> _DOCUMENT TEXT_:
========================================================================

I am dedicated. I am kind, loving and compassionate. I am patient. I am willing to give it my all, and more, every single day until I retire when I am 80.
But … I can’t kill.
I have shot a variety of guns on different occasions. Mustering the bravery to pull the trigger and shoot a target was difficult for me. The idea of being armed in a classroom full of children … I can’t.
I love children. I would do anything in my power to protect my students. However, I don’t think taking a life is in my power.
What if the shooter was a child? How can you ask a teacher to take the life of a child?
I am only one person, and I cannot speak for all teachers. My experiences in the classroom are limited. But speaking as the teacher I will be, as the woman and the mother that I am, I cannot take a life.
I imagine the moment where it is another living being with a gun versus me with a gun, and a classroom full of children behind me. Me or him. Him or me. Him, or them. I wish I could say that I could do it if it meant that I could save my kids, my students. But I can’t say that.
I have the heart of a teacher; not the heart of a killer.
I would die using my body as a shield, knowing it would mean I would never see my child again. But I cannot take a life.
Does this mean I’m not cut out to be a teacher?
• Nicole Wims is a local mother and elementary education major who will complete her last semester at Kirkwood this spring and continue to work toward her degree at Mount Mercy in the fall.

========================================================================

> _PROBLEM DETAILS_:
Can you repeat, word for word, the part of the essay on arming teachers that opens with the words containing "I am dedicated." and closes with "children … I can’t."? The rows come from a different source than the essay on arming teachers.

========================================================================

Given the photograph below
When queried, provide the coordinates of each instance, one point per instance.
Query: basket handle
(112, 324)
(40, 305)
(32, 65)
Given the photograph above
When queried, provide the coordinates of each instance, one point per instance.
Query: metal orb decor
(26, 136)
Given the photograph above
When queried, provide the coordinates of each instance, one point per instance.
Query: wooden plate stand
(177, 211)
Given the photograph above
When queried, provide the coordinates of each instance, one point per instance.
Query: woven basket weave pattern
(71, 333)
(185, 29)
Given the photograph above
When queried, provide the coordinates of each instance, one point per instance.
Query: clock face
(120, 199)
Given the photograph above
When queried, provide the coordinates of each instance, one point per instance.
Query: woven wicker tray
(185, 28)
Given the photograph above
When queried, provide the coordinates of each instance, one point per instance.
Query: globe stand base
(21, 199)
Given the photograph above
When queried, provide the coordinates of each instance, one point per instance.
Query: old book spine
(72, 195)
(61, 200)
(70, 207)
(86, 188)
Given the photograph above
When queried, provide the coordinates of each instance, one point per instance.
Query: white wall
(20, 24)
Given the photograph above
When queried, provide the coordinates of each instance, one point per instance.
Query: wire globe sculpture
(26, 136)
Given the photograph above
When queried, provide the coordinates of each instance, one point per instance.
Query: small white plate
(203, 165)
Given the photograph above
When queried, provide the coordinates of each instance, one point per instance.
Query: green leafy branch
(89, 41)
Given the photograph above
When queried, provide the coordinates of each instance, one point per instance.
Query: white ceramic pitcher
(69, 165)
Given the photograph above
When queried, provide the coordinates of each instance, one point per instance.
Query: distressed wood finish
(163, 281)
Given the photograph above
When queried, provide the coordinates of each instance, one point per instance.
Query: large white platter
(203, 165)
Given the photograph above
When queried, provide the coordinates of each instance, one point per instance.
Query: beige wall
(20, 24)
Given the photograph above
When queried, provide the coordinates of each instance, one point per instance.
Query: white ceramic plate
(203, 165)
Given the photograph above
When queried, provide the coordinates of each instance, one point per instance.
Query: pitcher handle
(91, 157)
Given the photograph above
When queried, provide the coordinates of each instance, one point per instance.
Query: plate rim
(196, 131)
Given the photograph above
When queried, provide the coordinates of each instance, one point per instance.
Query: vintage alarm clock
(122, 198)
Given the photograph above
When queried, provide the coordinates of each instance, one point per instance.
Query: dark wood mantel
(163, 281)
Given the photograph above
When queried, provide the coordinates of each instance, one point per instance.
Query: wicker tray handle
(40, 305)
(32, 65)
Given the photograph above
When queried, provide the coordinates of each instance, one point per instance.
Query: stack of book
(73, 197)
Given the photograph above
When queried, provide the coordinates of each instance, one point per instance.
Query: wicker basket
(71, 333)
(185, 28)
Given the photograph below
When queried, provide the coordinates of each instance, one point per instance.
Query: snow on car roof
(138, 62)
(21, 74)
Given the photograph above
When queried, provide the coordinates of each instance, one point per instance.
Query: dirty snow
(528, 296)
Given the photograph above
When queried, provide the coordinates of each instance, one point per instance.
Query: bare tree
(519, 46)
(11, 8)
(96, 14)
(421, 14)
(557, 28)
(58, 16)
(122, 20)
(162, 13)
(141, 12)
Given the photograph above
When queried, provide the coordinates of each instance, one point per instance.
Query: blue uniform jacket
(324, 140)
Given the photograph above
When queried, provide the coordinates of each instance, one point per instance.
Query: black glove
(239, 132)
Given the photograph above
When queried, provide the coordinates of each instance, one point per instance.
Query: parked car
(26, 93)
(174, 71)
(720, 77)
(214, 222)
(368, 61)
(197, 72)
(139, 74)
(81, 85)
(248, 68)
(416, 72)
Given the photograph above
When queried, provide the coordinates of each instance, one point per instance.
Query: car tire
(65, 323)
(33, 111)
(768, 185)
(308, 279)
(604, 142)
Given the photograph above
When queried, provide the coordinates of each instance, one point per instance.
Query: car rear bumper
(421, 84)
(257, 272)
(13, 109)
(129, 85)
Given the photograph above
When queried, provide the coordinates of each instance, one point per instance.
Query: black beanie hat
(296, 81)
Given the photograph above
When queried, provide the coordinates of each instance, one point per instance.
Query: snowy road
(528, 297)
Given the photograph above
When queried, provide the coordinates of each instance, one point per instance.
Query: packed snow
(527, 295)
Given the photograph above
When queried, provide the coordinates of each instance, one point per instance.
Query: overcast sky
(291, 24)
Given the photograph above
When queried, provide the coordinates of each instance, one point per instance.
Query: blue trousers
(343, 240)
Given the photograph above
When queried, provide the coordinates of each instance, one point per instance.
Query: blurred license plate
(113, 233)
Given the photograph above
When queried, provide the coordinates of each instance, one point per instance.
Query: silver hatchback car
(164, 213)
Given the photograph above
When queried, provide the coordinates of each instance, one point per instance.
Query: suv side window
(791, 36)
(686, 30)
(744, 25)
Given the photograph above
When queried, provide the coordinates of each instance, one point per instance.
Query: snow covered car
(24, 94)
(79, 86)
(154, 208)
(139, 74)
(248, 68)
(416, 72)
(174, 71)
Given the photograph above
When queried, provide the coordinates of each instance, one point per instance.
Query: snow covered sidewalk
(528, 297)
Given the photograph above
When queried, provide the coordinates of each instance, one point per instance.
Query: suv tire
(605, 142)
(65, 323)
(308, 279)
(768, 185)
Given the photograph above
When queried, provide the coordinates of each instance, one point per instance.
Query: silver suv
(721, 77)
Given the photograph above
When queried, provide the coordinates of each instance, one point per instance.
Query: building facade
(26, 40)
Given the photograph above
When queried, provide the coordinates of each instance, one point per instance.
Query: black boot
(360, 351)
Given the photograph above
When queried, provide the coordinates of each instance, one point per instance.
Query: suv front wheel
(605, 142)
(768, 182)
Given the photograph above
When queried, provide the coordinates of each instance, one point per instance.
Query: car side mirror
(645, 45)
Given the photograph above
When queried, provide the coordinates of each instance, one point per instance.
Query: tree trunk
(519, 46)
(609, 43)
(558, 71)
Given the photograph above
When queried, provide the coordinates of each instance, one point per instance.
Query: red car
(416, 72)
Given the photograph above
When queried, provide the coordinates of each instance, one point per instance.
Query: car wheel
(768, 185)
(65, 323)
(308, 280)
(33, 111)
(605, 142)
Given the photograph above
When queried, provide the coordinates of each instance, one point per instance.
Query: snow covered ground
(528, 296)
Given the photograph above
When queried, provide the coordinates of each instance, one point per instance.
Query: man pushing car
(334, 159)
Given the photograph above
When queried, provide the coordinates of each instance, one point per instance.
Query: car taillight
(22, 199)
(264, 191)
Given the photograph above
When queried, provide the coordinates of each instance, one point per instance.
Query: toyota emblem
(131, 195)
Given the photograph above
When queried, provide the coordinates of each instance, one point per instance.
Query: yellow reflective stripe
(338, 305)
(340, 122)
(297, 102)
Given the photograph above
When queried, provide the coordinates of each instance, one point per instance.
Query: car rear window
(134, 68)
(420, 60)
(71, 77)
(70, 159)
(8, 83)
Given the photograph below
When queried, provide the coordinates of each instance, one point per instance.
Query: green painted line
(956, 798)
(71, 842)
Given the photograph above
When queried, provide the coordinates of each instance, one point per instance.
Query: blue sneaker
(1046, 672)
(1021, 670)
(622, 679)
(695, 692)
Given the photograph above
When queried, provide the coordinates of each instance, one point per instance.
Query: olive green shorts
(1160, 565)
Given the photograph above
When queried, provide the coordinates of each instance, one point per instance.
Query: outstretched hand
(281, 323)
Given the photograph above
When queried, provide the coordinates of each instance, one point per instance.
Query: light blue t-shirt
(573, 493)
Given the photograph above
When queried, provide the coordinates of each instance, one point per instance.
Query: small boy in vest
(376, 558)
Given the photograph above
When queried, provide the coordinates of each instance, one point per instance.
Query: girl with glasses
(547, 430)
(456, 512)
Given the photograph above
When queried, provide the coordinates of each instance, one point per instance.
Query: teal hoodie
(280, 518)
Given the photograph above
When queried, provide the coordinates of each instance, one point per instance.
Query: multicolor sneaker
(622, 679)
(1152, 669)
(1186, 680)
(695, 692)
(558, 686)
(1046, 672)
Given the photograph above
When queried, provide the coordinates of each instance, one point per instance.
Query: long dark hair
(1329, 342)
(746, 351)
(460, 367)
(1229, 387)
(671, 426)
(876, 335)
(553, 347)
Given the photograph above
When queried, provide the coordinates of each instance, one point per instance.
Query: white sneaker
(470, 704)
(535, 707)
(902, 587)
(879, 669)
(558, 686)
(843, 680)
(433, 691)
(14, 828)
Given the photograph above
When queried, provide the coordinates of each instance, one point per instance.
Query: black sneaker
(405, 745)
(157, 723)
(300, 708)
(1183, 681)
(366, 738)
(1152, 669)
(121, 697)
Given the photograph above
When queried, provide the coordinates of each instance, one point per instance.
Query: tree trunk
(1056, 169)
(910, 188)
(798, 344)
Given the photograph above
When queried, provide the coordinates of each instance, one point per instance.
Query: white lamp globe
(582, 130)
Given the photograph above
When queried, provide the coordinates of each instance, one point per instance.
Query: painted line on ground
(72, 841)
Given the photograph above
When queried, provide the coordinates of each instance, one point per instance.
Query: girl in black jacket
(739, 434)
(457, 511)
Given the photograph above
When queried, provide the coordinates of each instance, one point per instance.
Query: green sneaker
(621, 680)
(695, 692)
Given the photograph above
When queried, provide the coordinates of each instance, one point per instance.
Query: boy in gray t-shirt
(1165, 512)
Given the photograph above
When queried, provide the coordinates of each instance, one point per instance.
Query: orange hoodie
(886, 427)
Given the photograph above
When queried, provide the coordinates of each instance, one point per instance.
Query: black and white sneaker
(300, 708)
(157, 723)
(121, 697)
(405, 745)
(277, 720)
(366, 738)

========================================================================

> _OUTPUT OF THE TASK_:
I am dedicated. I am kind, loving and compassionate. I am patient. I am willing to give it my all, and more, every single day until I retire when I am 80.
But … I can’t kill.
I have shot a variety of guns on different occasions. Mustering the bravery to pull the trigger and shoot a target was difficult for me. The idea of being armed in a classroom full of children … I can’t.